───── Dataset entries ─────
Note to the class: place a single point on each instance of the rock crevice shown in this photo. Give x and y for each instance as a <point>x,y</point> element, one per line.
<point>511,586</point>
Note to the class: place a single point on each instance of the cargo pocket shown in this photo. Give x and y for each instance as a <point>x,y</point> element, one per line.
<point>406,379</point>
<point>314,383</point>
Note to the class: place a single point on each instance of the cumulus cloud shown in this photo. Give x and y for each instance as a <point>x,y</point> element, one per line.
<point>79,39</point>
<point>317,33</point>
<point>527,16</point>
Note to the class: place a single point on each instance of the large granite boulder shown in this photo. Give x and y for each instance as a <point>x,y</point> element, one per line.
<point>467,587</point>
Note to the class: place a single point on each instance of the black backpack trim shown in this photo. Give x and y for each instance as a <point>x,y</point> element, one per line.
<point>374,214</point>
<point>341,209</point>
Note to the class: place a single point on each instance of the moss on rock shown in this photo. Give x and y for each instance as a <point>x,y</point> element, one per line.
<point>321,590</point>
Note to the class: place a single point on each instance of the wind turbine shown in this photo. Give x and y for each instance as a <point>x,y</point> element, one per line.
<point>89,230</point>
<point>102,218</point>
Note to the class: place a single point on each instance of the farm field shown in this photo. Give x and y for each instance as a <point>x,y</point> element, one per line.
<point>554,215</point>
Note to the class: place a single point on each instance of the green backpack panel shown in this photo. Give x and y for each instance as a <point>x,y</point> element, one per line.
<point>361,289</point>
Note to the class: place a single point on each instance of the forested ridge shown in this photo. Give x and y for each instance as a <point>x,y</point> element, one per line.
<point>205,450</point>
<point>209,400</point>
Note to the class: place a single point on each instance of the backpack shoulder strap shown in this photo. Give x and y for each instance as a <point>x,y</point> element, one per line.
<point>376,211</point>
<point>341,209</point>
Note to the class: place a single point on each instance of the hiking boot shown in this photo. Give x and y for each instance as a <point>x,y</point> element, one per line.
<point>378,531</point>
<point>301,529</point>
─────
───── Dataset entries ─────
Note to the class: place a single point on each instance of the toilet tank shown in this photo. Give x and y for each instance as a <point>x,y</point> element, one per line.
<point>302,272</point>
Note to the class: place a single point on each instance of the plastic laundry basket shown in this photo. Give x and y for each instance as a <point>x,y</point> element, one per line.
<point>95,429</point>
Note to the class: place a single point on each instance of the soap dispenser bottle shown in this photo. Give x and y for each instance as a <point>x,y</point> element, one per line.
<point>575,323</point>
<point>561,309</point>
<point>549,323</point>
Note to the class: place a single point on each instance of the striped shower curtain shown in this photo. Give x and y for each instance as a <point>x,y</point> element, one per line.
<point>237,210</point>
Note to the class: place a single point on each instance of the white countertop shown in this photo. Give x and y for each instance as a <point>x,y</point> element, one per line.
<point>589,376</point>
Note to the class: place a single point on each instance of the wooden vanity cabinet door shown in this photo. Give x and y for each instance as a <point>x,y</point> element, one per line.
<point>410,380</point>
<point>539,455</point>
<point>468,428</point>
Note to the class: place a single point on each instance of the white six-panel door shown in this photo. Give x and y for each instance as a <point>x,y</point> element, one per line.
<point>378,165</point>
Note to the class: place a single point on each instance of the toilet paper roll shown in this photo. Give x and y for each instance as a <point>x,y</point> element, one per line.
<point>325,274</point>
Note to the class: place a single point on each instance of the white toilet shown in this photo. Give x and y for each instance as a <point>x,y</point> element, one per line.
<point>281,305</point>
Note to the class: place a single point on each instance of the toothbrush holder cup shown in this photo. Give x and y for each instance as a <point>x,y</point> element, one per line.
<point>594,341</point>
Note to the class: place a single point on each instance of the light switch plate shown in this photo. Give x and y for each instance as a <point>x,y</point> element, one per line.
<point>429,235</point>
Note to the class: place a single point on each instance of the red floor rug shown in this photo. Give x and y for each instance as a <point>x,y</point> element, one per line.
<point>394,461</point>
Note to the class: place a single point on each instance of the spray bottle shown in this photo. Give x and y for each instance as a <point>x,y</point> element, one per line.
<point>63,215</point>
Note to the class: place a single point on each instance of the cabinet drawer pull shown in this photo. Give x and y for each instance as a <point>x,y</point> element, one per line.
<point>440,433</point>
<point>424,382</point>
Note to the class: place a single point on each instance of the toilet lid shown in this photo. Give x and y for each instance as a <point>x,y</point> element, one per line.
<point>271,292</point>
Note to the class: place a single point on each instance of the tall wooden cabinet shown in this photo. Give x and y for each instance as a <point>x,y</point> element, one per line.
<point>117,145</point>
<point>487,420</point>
─────
## Challenge
Rewrite the stretch from the line containing "the toilet lid" through the line containing "<point>271,292</point>", both ends included, with every point coordinate in the answers multiplied by 1.4 and rounded to the nearest whole number, halves rounding up. Return only those lines.

## Finished answer
Note to the class: place a single point on each instance of the toilet lid shown in this photo. Give x and y for each instance as a <point>x,y</point> element, one per line.
<point>379,409</point>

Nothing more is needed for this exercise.